*OBJECTIVE:*
From the line with "on roof in the photo above." down to the final line of the material below, quote every line exactly and leave out all lines before it.

*MATERIAL PROVIDED:*
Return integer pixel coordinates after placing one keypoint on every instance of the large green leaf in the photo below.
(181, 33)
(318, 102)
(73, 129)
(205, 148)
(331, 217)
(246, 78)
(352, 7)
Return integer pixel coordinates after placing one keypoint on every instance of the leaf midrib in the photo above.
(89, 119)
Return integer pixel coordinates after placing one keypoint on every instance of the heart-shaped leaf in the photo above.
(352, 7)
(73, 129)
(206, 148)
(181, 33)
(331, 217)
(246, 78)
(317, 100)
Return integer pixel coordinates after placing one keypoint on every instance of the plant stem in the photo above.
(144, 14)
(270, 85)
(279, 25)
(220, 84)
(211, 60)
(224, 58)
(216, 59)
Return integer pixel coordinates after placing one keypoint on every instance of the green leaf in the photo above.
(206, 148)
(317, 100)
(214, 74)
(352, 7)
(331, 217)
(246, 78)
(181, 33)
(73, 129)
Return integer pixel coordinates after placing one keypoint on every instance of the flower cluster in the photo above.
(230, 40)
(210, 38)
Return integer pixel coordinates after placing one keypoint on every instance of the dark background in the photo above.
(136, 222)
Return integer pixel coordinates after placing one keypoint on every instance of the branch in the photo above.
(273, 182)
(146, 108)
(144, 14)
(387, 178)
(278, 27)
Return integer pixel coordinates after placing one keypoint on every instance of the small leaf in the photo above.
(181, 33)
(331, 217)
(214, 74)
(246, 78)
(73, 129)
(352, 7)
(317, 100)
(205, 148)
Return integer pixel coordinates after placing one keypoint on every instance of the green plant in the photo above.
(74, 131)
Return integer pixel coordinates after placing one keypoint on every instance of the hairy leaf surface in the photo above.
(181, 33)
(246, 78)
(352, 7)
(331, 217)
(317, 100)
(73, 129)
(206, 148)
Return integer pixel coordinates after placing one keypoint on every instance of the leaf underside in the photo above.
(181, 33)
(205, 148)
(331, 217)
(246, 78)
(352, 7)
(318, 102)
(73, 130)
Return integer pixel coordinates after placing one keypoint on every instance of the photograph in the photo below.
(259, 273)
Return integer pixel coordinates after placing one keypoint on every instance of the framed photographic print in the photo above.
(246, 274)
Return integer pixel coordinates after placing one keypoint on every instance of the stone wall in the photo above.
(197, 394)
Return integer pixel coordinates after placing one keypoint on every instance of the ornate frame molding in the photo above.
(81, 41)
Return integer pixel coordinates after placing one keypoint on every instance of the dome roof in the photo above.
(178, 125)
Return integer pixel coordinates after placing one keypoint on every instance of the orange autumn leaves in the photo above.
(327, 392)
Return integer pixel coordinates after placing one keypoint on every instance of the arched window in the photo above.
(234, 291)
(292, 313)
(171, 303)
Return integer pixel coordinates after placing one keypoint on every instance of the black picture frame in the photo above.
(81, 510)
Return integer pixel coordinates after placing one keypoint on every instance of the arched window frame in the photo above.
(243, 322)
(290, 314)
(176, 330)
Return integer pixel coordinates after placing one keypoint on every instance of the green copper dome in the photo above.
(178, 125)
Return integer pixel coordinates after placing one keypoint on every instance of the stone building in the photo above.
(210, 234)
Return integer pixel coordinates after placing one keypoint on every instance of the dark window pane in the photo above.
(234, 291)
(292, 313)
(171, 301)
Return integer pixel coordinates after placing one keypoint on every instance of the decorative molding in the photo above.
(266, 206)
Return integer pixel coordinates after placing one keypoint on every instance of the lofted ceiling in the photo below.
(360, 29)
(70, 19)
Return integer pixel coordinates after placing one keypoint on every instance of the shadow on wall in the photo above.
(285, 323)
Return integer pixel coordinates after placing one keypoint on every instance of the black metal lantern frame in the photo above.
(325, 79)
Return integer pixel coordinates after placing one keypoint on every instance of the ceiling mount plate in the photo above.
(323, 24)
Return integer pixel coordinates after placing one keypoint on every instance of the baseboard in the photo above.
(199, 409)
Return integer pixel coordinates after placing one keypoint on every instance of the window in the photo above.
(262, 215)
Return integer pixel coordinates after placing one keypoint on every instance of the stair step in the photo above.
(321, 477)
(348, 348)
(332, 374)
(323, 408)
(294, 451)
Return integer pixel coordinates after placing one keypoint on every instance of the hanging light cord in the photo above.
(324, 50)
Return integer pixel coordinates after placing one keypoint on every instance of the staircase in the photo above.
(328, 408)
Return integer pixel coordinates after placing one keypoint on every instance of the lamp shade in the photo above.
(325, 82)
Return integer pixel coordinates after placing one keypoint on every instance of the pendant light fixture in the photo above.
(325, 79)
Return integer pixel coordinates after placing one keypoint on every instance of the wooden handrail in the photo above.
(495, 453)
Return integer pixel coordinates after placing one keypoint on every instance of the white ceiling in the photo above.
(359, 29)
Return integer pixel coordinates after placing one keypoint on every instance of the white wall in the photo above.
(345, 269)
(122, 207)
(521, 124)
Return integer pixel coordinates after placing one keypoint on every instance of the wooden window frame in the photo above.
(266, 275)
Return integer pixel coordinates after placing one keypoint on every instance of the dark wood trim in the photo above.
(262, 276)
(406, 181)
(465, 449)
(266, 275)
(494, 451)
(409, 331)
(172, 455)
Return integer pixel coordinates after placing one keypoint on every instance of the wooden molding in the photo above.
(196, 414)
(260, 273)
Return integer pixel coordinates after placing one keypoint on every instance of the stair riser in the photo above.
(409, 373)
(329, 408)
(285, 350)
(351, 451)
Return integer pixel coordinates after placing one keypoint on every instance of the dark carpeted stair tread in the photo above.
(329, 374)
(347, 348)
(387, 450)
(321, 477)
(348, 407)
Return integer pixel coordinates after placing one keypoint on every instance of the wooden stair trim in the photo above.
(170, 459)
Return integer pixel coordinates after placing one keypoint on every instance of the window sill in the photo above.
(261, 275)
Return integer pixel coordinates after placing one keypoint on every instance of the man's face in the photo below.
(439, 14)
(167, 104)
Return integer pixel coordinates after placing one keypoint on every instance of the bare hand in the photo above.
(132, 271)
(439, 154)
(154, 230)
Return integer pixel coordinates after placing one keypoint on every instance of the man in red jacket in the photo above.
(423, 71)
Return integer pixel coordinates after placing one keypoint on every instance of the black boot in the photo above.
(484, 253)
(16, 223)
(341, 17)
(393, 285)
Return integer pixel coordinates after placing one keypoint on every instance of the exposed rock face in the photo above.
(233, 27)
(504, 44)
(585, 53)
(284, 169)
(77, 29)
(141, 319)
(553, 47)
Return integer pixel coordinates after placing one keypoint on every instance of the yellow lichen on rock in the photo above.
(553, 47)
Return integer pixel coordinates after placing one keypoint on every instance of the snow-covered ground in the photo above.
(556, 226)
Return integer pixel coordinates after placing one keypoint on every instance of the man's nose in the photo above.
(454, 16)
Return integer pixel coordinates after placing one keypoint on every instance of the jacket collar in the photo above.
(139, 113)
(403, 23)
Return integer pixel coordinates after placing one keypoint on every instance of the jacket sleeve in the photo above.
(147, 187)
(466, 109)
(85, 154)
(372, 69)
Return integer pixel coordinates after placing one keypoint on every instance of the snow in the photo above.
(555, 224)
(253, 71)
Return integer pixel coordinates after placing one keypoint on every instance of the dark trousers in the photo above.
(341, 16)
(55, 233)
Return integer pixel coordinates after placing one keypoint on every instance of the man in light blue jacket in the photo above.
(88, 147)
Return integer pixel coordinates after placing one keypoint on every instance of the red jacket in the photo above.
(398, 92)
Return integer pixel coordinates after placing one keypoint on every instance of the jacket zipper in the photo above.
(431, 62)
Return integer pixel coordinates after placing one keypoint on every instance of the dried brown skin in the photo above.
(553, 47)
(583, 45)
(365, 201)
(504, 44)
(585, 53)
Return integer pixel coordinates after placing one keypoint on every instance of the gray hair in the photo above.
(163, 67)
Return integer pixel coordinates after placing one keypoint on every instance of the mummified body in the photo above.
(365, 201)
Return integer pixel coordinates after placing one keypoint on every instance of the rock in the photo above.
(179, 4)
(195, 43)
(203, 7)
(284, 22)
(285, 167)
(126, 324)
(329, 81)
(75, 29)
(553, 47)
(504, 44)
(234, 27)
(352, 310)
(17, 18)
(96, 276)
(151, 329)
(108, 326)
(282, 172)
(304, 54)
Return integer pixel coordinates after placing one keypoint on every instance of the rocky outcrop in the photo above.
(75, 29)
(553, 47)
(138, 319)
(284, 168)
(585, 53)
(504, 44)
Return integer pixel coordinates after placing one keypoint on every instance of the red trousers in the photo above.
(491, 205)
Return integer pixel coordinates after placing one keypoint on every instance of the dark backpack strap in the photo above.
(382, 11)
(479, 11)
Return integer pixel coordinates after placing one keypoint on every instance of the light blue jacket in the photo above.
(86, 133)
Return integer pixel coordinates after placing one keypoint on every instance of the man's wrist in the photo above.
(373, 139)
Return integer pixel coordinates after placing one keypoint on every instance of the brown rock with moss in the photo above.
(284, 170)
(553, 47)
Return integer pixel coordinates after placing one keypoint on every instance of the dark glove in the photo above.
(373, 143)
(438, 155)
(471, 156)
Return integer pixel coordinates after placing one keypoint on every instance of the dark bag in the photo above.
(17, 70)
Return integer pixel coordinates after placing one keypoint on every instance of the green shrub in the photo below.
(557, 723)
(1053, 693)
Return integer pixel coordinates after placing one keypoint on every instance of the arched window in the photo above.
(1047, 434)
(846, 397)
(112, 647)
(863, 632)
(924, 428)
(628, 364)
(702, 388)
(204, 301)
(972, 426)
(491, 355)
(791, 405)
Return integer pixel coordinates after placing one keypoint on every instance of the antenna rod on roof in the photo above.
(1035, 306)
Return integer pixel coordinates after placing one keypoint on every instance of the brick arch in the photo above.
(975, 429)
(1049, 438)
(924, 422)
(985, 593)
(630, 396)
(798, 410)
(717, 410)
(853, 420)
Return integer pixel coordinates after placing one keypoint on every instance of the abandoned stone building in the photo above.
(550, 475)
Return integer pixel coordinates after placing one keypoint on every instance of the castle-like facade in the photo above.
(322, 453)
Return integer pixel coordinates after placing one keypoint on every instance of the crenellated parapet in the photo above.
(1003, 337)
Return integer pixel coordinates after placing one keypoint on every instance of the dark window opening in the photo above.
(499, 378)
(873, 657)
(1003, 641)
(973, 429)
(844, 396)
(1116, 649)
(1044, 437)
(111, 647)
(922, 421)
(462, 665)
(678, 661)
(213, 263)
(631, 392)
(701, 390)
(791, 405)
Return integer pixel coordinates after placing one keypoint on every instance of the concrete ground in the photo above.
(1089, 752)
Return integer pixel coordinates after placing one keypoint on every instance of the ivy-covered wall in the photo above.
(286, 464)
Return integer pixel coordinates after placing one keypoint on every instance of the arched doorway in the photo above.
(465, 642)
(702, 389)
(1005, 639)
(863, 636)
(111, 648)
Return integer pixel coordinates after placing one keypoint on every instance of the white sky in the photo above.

*OUTPUT FOR THIS EXERCISE:*
Return integer pixel coordinates after placing one keypoint on every instance of the antenna rod on roof in the photo above.
(1035, 306)
Return integer pixel coordinates after placing one keypoint on every instance of the brick arch in the photo above.
(975, 429)
(1049, 438)
(924, 422)
(985, 593)
(630, 396)
(798, 410)
(717, 410)
(853, 420)
Return integer pixel coordinates after placing one keypoint on every instance of the abandoned stone building in the photo above.
(550, 475)
Return integer pixel coordinates after placing one keypoint on every instance of the castle-like facade in the photo above.
(322, 453)
Return integer pixel coordinates after placing one keypoint on every instance of the crenellated parapet in the photo above.
(1003, 337)
Return integer pixel coordinates after placing one keypoint on every instance of the dark window opening in the photo above.
(499, 378)
(873, 657)
(1003, 641)
(973, 429)
(844, 396)
(1116, 649)
(1044, 437)
(111, 647)
(922, 421)
(462, 665)
(678, 661)
(213, 263)
(631, 392)
(701, 390)
(791, 405)
Return integer pixel coordinates after placing one keypoint on every instance of the concrete ground in the photo above.
(1089, 752)
Return integer pixel coordinates after placing one keypoint on every instance of the ivy-covered wall in the photo above.
(286, 464)
Return integer pixel coordinates after placing one keypoint on every instance of the arched doorway in the photo above.
(465, 642)
(702, 389)
(1005, 639)
(863, 636)
(111, 648)
Return integer pixel coordinates after placing one keypoint on every instance of the white sky in the photo above.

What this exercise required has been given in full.